**INSTRUCTIONS FOR THE TASK:**
What this exercise requires is a verbatim reproduction of the data below.

[Stored items]

================================

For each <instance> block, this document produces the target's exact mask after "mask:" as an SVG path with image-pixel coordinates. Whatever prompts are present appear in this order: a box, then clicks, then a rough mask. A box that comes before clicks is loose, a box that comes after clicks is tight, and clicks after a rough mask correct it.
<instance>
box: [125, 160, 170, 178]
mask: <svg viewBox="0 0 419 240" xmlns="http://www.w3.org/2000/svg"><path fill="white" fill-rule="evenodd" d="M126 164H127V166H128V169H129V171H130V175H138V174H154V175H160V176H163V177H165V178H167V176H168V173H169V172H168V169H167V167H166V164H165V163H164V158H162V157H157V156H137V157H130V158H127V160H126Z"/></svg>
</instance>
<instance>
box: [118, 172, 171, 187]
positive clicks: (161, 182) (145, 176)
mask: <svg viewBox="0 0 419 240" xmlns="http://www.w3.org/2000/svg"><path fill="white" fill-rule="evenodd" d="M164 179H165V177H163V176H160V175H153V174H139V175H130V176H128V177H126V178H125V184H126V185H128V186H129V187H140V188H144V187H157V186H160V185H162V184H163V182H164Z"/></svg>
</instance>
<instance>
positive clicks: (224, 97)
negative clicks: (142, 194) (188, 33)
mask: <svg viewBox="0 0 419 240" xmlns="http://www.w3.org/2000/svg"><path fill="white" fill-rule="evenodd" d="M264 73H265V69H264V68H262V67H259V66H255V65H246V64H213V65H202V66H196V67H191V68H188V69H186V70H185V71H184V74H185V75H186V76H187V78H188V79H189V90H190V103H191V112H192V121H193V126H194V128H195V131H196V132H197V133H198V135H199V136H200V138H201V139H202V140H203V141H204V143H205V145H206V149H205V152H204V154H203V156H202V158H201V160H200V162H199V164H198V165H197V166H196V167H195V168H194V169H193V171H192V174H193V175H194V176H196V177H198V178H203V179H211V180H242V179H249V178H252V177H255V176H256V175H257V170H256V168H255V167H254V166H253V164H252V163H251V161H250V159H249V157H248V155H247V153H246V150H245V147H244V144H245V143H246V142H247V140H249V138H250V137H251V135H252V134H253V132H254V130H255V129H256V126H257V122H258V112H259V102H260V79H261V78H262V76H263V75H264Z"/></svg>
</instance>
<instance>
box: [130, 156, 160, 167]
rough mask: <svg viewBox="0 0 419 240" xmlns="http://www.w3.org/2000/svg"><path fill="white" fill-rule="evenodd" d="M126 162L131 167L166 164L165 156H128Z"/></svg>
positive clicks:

================================

**EXERCISE ANSWER:**
For each <instance> block, this document produces the target's exact mask after "mask:" as an SVG path with image-pixel coordinates. Whatever prompts are present appear in this order: a box, then clicks, then a rough mask. A box that comes before clicks is loose, a box that comes after clicks is tight, and clicks after a rough mask correct it.
<instance>
box: [125, 160, 170, 178]
mask: <svg viewBox="0 0 419 240" xmlns="http://www.w3.org/2000/svg"><path fill="white" fill-rule="evenodd" d="M126 164H127V166H128V169H129V171H130V175H138V174H154V175H160V176H163V177H165V178H167V176H168V173H169V172H168V169H167V167H166V164H165V163H164V158H162V157H157V156H137V157H130V158H127V160H126Z"/></svg>
</instance>
<instance>
box: [118, 172, 171, 187]
positive clicks: (161, 182) (145, 176)
mask: <svg viewBox="0 0 419 240" xmlns="http://www.w3.org/2000/svg"><path fill="white" fill-rule="evenodd" d="M164 179H165V177H163V176H160V175H153V174H139V175H130V176H128V177H126V178H125V184H126V185H128V186H129V187H140V188H144V187H157V186H160V185H162V184H163V182H164Z"/></svg>
</instance>
<instance>
positive clicks: (224, 97)
negative clicks: (142, 194) (188, 33)
mask: <svg viewBox="0 0 419 240" xmlns="http://www.w3.org/2000/svg"><path fill="white" fill-rule="evenodd" d="M264 73H265V69H264V68H262V67H259V66H255V65H246V64H213V65H202V66H196V67H191V68H188V69H186V70H185V71H184V74H185V75H186V76H187V78H188V79H189V90H190V103H191V112H192V121H193V126H194V128H195V131H196V132H197V133H198V135H199V136H200V138H201V139H202V140H203V141H204V143H205V145H206V149H205V152H204V154H203V156H202V158H201V160H200V162H199V164H198V165H197V166H196V167H195V168H194V169H193V171H192V174H193V175H194V176H196V177H198V178H203V179H211V180H242V179H249V178H252V177H255V176H256V175H257V170H256V168H255V167H254V166H253V164H252V163H251V161H250V159H249V157H248V155H247V153H246V150H245V147H244V144H245V143H246V142H247V140H249V138H250V137H251V135H252V134H253V132H254V130H255V129H256V126H257V122H258V112H259V102H260V79H261V78H262V76H263V75H264Z"/></svg>
</instance>
<instance>
box: [130, 156, 160, 167]
rough mask: <svg viewBox="0 0 419 240" xmlns="http://www.w3.org/2000/svg"><path fill="white" fill-rule="evenodd" d="M126 162L131 167L166 164L165 156H128Z"/></svg>
positive clicks:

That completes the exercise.